* What is expected *
The listing has to be given again in full and exactly.
Content starts
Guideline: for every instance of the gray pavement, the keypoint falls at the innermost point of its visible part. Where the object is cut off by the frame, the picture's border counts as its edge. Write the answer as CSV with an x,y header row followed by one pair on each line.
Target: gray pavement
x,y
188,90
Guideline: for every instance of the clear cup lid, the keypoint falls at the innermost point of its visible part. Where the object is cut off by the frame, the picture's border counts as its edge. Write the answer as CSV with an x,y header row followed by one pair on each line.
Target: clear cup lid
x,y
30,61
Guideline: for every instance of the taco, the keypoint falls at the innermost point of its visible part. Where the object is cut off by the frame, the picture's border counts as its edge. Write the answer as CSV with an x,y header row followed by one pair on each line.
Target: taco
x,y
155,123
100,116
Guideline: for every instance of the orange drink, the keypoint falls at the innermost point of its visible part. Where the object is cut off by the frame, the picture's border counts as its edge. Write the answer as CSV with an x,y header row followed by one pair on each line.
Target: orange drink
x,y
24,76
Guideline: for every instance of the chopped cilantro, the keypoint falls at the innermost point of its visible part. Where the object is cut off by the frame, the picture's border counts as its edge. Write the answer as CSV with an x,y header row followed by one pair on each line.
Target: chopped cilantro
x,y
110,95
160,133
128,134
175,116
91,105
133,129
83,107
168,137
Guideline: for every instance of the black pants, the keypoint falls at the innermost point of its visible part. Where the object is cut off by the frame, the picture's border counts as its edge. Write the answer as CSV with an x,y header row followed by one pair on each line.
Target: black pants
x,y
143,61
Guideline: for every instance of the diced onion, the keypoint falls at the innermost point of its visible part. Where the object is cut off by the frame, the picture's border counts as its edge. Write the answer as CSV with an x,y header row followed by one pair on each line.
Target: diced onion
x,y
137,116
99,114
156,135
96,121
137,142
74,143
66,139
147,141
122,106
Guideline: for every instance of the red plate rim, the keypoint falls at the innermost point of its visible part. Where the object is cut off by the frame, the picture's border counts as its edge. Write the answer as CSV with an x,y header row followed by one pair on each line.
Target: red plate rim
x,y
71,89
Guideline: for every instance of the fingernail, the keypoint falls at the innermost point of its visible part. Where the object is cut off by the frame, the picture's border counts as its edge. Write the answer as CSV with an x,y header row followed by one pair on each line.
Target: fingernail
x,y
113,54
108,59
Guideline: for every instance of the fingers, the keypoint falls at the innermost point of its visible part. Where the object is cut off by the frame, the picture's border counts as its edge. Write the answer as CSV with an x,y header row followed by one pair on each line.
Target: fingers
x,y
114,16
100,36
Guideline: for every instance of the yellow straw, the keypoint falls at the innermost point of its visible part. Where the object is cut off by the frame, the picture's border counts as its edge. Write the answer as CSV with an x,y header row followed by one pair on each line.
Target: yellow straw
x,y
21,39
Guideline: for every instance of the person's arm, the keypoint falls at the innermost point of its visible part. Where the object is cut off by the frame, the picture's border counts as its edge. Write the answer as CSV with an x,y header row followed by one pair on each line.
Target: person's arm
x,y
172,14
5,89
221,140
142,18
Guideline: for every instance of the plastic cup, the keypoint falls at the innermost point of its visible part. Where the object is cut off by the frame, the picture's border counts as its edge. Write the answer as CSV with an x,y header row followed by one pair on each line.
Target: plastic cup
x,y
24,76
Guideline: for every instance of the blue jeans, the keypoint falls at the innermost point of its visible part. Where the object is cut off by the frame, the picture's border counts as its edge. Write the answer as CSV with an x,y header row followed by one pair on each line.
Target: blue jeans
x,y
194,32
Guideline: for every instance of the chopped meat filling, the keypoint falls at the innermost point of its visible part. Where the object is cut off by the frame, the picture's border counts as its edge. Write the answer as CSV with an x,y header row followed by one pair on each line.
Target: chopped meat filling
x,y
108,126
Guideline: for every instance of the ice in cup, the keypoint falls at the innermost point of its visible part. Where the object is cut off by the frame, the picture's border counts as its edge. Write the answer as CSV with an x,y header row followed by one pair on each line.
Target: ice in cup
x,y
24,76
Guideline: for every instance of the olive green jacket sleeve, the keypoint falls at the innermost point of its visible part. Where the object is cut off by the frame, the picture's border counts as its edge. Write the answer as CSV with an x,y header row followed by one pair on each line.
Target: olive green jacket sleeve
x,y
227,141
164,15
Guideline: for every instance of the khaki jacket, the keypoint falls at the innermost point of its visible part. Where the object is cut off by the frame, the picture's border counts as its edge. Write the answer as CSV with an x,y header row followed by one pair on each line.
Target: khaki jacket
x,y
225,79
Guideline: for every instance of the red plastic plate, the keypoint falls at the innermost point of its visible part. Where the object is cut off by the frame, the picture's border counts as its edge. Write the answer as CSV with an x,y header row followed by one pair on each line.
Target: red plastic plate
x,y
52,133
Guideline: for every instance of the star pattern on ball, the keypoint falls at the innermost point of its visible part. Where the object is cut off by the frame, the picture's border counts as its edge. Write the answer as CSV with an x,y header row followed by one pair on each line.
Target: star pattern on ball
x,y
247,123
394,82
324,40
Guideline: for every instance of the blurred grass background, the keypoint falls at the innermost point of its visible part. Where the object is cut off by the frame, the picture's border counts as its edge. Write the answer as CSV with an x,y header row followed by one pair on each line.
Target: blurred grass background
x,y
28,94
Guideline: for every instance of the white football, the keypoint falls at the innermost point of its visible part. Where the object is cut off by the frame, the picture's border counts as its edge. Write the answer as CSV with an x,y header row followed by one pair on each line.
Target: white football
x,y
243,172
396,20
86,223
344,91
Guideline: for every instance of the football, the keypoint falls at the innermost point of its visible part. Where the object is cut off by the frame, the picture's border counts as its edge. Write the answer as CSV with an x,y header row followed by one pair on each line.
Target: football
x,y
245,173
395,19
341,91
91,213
Content ends
* Your response *
Guideline: for every instance of the gray pavement, the keypoint falls at the innermost point of its visible part. Where the object is cut off by the frame, the picture's border counts as its edge. Write the answer as CSV with an x,y header row followed by one pair on each line.
Target: gray pavement
x,y
188,90
Guideline: for every instance of the clear cup lid, the keypoint falls at the innermost point of its visible part. Where the object is cut off by the frame, the picture's border counts as its edge. Write the answer as CSV with an x,y header row followed by one pair on each line.
Target: clear cup lid
x,y
30,61
Guideline: for every instance of the taco, the keypoint falls at the innermost point of its visible part. Where the object is cut off by the frame, the picture's border counts as its edge. Write the answer as CSV with an x,y header row followed by one pair on each line.
Target: taco
x,y
155,123
100,116
Guideline: for every instance of the orange drink, the keypoint falls at the innermost point of its visible part. Where the object is cut off by the frame, the picture's border counts as its edge. Write the answer as CSV with an x,y header row followed by one pair on each line.
Target: orange drink
x,y
24,76
Guideline: for every instance of the chopped cilantro, the keypoint falls at the innermost point of its visible part. Where the object is cut off by the frame, the picture's border counts as its edge. Write the answer as CSV with an x,y header row followed by one pair on each line.
Target: chopped cilantro
x,y
110,95
160,133
128,134
175,116
91,105
133,129
83,107
168,137
Guideline: for every instance of the black pants, the keypoint falls at the innermost point of its visible part. Where the object is cut off by the frame, the picture's border counts as its edge. Write the answer as CSV with an x,y header row followed by one pair on each line.
Target: black pants
x,y
143,61
Guideline: for every instance of the diced onion, the keypoint falls at the innermost point of its visible part. Where the object is cut off by the frame, the picture's border counts as its edge. Write the answer as CSV with an x,y header row followed by one pair on each line.
Target: diced onion
x,y
137,116
99,114
156,135
96,121
137,142
74,143
66,139
147,141
122,106
Guideline: for every instance of the red plate rim, the keypoint falls at the innermost point of its visible part. Where the object is cut off by the frame, the picture's border counts as its edge. Write the answer as CSV with an x,y header row followed by one pair on each line.
Target: red plate rim
x,y
71,89
Guideline: for every instance of the fingernail, the keypoint falls at the innermost point of its visible part. Where the object is cut off by the frame, the picture's border counts as its edge. Write the answer as CSV with an x,y header row followed by one pair on each line.
Target: fingernail
x,y
113,54
108,59
Guideline: for every instance of the fingers, the keypoint falls at the innermost point of its visible part. Where the object is cut off by the frame, the picture's border counts as its edge. Write the answer as CSV with an x,y header row followed by one pair on each line.
Target: fingers
x,y
114,16
100,36
Guideline: for every instance of the yellow straw, the keypoint falls at the innermost point of its visible part. Where the object is cut off by the frame, the picture's border counts as its edge. Write the answer as CSV with an x,y header row followed by one pair on each line.
Target: yellow straw
x,y
21,39
Guideline: for every instance of the person's arm, the keypoint falls at the innermost point of its visible part. Where the object is cut off by the frame, the picture's border counts as its edge. Write the answer as CSV with an x,y header row followed by one pair on each line.
Target: person's arm
x,y
172,14
5,89
221,140
142,18
Guideline: for every instance of the plastic cup, the keypoint falls at the innermost point of its visible part. Where the object is cut off by the frame, the picture's border counts as its edge. Write the answer as CSV with an x,y header row followed by one pair on each line.
Target: plastic cup
x,y
24,76
Guideline: for every instance of the blue jeans, the keypoint falls at the innermost point of its visible part. Where the object is cut off by the frame, the picture's border counts as its edge. Write the answer as CSV with an x,y header row followed by one pair on each line.
Target: blue jeans
x,y
194,32
Guideline: for every instance of the chopped meat filling, the keypoint falls at the innermost point of its visible part. Where the object is cut off by the frame, the picture's border counts as its edge. Write the answer as CSV with an x,y header row followed by one pair on each line.
Target: chopped meat filling
x,y
108,126
Guideline: for every instance of the ice in cup, the keypoint falls at the innermost point of its visible part. Where the object is cut off by the frame, the picture's border counts as its edge. Write the answer as CSV with an x,y header row followed by one pair on each line.
Target: ice in cup
x,y
24,76
Guideline: for every instance of the olive green jacket sleeve, the keypoint falls at the innermost point of its visible part. Where the object is cut off by the frame, the picture's border counts as its edge. Write the answer as CSV with an x,y header row followed by one pair on each line.
Target: olive green jacket sleeve
x,y
227,141
164,15
Guideline: for every instance of the khaki jacket, the keypoint falls at the innermost point of its visible part. Where the object is cut off by the frame, the picture's border counts as its edge. Write the answer as CSV with an x,y header row followed by one pair on each line.
Target: khaki jacket
x,y
225,79
Guideline: for every instance of the red plastic plate, the keypoint falls at the innermost point of its visible part. Where the object is cut off by the frame, the picture's border counts as its edge. Write the answer as CSV with an x,y header row followed by one pair on each line.
Target: red plastic plate
x,y
52,133
Guideline: for every instance of the star pattern on ball, the keypoint falls at the innermost point of its visible part. Where the object is cut off by the frame, the picture's border counts as its edge. Write the answer as CSV with an x,y header row followed by one pair on each line.
Target: star pattern on ball
x,y
247,123
394,82
324,40
Guideline: for every instance of the blurred grass background, the keypoint falls at the innermost point of its visible part. Where the object is cut off by the frame, the picture's border counts as its edge. Write the answer as CSV with an x,y header row followed by one pair on each line.
Target: blurred grass background
x,y
28,94
Guideline: for every instance of the white football, the keypoint falls at the innermost point of its visible part. Where the object is cut off by the frame, the picture's border counts as its edge. Write the answer as CSV with an x,y header row followed by one pair on each line.
Target: white football
x,y
243,172
396,20
86,223
344,91
Guideline: for every instance of the football, the keypoint falls at the innermost point of its visible part. Where the object is cut off by the frame, the picture's border counts as its edge. Write the answer as CSV with an x,y header row followed by one pair on each line.
Target: football
x,y
245,173
395,19
341,91
91,213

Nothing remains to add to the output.